Work to do → Pull out the lines below from the one containing "Emit one marker per instance in this form: [(344, 121)]." down to the one containing "[(790, 155), (828, 116)]", and reproduce only those lines, both ends included, word for word.
########
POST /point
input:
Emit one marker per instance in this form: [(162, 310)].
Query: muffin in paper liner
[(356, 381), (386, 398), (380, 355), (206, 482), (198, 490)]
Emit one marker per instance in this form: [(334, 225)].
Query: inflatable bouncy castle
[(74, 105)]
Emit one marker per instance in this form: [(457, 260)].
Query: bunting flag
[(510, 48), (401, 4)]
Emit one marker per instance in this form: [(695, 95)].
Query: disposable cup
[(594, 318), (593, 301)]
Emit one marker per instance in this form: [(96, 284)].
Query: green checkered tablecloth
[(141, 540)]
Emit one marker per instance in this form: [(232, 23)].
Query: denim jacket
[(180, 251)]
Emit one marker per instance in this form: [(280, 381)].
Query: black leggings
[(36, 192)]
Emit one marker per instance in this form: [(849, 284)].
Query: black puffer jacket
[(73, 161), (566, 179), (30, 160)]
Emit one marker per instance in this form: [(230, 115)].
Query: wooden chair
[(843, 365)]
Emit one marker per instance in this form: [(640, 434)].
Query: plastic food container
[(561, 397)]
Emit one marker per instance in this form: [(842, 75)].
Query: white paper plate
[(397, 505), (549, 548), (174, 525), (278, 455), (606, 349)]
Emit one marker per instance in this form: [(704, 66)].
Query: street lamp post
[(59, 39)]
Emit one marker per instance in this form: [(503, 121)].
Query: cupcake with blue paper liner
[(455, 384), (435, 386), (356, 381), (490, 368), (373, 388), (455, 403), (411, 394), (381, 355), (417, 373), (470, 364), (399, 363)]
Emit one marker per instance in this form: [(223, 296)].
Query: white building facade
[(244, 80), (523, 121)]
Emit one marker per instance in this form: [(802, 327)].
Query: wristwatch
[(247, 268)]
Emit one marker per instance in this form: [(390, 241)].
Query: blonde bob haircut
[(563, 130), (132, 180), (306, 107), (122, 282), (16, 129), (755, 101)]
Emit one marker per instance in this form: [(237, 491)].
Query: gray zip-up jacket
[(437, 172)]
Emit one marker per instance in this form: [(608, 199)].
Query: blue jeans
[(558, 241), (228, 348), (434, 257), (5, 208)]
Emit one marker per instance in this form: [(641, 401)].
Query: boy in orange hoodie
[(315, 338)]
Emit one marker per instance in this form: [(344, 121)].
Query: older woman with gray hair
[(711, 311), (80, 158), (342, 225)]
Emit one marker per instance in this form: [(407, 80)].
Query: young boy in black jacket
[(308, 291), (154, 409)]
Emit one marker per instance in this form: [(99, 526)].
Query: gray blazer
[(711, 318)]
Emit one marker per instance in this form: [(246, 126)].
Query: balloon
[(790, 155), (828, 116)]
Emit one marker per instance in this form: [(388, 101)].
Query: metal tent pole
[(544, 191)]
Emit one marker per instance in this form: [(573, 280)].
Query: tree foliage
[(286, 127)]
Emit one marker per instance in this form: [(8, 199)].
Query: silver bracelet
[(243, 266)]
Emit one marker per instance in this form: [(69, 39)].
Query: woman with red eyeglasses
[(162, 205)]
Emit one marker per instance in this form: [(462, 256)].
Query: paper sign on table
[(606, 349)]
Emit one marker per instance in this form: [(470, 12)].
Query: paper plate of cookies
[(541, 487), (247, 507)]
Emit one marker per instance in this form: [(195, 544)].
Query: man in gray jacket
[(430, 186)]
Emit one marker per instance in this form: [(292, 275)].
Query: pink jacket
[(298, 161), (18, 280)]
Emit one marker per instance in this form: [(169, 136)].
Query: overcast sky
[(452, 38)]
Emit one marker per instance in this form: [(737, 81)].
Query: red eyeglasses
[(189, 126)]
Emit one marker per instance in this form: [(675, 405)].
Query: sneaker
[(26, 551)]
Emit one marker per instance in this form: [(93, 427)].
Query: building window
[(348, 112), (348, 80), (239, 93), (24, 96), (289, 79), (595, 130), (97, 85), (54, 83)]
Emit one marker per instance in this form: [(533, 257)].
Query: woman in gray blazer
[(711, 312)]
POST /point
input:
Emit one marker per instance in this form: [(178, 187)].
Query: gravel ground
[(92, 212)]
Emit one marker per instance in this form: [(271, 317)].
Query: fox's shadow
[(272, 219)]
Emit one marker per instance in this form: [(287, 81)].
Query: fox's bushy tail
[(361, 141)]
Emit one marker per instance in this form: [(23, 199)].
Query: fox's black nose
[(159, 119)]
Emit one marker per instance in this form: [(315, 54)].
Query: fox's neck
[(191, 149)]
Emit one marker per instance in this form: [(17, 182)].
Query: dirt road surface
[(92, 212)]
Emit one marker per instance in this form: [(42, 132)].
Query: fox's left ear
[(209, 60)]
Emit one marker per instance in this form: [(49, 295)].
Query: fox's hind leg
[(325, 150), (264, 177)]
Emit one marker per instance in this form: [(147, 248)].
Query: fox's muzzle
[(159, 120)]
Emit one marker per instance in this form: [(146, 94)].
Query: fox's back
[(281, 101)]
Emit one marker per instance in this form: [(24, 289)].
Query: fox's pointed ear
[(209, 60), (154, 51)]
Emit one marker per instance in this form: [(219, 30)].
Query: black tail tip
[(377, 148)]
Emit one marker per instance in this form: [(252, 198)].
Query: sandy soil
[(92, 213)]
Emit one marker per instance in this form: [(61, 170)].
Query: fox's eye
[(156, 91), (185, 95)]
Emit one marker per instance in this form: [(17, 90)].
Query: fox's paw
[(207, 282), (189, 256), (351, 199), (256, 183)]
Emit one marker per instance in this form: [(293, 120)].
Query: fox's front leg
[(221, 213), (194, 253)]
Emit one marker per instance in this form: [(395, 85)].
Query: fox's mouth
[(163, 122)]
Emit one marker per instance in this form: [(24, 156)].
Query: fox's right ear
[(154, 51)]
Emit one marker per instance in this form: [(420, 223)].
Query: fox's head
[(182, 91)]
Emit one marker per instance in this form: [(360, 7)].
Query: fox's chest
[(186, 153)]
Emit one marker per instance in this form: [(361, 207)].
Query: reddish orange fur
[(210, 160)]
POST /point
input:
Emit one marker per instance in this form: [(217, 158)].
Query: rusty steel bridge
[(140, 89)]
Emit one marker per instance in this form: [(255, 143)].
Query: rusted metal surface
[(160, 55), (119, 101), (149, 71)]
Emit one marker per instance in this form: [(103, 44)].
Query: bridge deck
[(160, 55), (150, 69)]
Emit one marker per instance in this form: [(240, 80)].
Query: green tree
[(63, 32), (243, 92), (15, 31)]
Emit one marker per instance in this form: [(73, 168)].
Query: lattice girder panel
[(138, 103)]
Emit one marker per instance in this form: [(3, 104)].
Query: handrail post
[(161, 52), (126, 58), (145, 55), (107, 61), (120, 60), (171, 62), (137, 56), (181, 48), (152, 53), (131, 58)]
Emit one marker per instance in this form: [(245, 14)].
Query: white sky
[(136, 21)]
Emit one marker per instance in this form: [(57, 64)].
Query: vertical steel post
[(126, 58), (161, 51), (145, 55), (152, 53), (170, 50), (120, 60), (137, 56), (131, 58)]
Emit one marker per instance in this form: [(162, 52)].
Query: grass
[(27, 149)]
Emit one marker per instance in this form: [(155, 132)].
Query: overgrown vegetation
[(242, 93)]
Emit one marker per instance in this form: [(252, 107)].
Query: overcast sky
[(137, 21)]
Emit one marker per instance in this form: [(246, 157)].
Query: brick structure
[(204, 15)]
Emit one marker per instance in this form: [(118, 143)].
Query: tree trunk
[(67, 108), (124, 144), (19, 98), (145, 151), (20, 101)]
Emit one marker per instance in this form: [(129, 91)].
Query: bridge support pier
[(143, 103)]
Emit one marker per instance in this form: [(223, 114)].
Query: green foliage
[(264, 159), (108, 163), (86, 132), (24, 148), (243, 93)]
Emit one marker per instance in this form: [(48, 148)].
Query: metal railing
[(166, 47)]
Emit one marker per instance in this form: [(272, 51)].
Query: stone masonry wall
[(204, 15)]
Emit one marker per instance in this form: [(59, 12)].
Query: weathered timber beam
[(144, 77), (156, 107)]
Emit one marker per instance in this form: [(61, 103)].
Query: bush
########
The reply →
Emit one marker per instance in this form: [(344, 121)].
Query: older woman with gray hair
[(711, 311), (80, 158), (342, 225)]
Emit one marker per instance in this form: [(407, 80)].
Query: young boy in black jacket
[(308, 291), (154, 409)]
Emit one marker per instance in this form: [(99, 526)].
Query: gray blazer
[(711, 318)]
Emit one marker per instance in this form: [(246, 126)].
Query: balloon
[(790, 155), (828, 116)]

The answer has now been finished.